> **GOAL**: Rewrite the records as a JSON list of strings, one string per line and blank lines left out, starting at the first line and ending at the line that contains "[864,0,954,35]", both included.

═════ EXTRACTED DATA

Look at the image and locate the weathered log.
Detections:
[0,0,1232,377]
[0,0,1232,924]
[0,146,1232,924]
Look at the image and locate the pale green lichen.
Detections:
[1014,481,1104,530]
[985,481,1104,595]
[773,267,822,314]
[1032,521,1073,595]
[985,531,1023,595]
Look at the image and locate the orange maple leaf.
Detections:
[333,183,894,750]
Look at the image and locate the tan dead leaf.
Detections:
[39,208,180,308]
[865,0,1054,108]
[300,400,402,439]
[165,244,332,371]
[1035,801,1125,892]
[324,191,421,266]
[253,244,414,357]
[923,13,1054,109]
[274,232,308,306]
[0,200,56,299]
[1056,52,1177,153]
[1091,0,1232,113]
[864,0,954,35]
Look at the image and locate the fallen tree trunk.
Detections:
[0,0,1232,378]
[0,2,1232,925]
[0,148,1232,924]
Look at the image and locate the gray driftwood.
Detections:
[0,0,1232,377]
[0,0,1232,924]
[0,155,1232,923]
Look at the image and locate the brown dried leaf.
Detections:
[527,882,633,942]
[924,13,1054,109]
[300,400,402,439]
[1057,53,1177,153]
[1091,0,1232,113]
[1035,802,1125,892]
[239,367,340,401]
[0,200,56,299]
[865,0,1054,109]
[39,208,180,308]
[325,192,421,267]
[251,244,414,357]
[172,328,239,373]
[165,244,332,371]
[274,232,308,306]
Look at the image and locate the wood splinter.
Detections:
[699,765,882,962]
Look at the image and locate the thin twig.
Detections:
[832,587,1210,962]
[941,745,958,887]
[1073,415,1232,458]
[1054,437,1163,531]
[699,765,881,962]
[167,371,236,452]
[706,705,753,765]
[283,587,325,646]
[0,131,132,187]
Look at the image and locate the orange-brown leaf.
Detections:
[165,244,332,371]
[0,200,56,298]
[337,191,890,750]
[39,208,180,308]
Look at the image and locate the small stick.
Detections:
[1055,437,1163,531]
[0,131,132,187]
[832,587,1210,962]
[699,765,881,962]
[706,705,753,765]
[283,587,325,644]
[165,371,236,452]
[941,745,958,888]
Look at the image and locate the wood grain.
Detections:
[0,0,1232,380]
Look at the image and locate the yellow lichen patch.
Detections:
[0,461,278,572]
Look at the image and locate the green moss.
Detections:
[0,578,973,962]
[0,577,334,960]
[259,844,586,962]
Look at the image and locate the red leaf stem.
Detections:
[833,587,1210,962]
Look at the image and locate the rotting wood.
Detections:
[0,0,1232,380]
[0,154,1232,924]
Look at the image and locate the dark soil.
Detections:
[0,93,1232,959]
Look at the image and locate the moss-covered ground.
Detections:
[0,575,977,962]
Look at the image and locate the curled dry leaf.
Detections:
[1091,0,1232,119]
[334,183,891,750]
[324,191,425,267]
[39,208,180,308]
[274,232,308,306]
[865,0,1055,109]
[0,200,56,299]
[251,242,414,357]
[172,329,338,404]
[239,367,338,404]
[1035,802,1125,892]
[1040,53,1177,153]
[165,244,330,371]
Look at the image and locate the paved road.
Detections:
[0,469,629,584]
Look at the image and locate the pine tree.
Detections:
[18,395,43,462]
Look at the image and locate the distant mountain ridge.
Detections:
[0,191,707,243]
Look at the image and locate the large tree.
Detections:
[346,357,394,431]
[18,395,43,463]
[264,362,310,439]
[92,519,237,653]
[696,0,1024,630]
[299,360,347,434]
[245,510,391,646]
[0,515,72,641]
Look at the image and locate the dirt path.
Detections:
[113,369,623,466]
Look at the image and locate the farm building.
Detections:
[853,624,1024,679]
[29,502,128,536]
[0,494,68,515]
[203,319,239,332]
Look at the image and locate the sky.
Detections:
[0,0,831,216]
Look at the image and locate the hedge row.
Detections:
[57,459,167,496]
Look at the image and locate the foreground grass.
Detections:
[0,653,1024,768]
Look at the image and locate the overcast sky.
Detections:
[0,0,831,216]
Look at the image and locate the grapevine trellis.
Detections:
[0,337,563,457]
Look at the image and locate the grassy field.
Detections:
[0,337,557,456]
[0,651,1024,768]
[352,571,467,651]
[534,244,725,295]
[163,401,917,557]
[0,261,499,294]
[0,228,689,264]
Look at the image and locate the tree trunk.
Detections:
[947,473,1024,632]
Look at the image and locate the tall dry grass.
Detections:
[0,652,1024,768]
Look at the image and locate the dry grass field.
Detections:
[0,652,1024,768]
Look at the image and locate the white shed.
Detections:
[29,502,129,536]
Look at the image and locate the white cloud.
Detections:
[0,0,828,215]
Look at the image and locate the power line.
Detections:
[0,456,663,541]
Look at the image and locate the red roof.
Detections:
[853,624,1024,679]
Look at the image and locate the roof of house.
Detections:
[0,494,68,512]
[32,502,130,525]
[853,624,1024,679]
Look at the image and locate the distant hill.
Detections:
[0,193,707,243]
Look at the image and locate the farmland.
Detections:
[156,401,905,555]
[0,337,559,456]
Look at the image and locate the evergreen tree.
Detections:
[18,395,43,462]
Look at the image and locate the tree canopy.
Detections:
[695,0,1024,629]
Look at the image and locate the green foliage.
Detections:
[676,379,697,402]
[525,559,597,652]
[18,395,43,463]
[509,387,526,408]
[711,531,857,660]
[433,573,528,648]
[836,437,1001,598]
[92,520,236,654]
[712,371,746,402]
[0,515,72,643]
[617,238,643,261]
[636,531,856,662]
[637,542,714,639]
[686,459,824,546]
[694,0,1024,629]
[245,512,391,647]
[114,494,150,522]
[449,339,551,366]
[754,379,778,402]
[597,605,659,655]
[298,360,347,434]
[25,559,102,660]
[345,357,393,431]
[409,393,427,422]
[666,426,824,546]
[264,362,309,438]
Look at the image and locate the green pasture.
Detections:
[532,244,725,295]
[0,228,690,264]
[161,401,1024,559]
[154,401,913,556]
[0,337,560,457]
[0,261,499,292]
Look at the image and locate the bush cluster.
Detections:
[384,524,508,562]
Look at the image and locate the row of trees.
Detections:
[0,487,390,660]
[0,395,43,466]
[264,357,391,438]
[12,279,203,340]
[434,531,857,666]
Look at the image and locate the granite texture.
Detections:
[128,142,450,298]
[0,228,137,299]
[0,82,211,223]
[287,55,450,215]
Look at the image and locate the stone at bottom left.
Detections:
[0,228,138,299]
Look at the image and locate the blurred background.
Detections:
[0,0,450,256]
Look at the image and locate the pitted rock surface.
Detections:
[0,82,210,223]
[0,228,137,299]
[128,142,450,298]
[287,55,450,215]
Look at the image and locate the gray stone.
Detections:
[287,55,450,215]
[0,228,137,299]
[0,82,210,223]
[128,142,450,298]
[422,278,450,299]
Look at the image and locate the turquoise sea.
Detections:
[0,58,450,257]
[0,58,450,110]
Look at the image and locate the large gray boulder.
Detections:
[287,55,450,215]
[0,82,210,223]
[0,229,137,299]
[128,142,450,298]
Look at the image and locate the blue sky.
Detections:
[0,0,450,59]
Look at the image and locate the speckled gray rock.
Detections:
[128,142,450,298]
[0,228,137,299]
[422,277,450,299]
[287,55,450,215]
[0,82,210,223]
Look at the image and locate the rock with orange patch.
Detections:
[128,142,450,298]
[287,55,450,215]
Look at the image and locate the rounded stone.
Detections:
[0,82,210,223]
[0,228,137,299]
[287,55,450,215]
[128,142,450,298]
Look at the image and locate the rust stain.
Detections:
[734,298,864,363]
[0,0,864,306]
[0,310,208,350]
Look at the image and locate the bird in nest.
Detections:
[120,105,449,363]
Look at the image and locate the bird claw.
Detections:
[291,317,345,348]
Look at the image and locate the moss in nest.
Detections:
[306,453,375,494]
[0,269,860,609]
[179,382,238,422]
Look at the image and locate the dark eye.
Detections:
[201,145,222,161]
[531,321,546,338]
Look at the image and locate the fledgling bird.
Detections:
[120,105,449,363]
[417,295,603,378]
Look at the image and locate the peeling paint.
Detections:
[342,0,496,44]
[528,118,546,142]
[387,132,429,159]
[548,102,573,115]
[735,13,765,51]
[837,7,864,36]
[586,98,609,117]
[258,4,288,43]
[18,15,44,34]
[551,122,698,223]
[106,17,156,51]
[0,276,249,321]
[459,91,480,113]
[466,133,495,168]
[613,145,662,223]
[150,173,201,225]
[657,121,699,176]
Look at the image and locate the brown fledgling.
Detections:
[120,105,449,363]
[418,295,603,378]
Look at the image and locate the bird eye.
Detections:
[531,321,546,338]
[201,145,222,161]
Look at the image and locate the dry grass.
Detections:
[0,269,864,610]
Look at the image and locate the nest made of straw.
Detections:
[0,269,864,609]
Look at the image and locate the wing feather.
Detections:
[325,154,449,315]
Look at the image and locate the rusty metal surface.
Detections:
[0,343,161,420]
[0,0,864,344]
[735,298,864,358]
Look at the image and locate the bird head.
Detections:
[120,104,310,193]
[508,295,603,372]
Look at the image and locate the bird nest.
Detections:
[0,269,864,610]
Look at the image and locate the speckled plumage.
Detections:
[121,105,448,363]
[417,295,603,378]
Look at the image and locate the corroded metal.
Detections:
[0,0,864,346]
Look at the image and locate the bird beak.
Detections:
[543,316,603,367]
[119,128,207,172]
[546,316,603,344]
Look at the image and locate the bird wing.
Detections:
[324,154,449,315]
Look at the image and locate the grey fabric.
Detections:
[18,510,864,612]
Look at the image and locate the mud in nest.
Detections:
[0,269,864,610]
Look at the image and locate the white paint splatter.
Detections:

══════════

> **WORKED SOLUTION**:
[
  "Look at the image and locate the weathered log.",
  "Detections:",
  "[0,0,1232,377]",
  "[0,0,1232,924]",
  "[0,146,1232,924]",
  "Look at the image and locate the pale green lichen.",
  "Detections:",
  "[1014,481,1104,530]",
  "[985,481,1104,595]",
  "[773,267,822,314]",
  "[1032,521,1073,595]",
  "[985,531,1023,595]",
  "Look at the image and locate the orange maple leaf.",
  "Detections:",
  "[333,183,894,750]",
  "Look at the image and locate the tan dead leaf.",
  "Detections:",
  "[39,208,180,308]",
  "[865,0,1054,108]",
  "[300,400,402,439]",
  "[165,244,332,371]",
  "[1035,801,1125,892]",
  "[324,191,421,266]",
  "[253,244,414,357]",
  "[923,13,1054,109]",
  "[274,232,308,306]",
  "[0,200,56,299]",
  "[1056,52,1177,153]",
  "[1091,0,1232,113]",
  "[864,0,954,35]"
]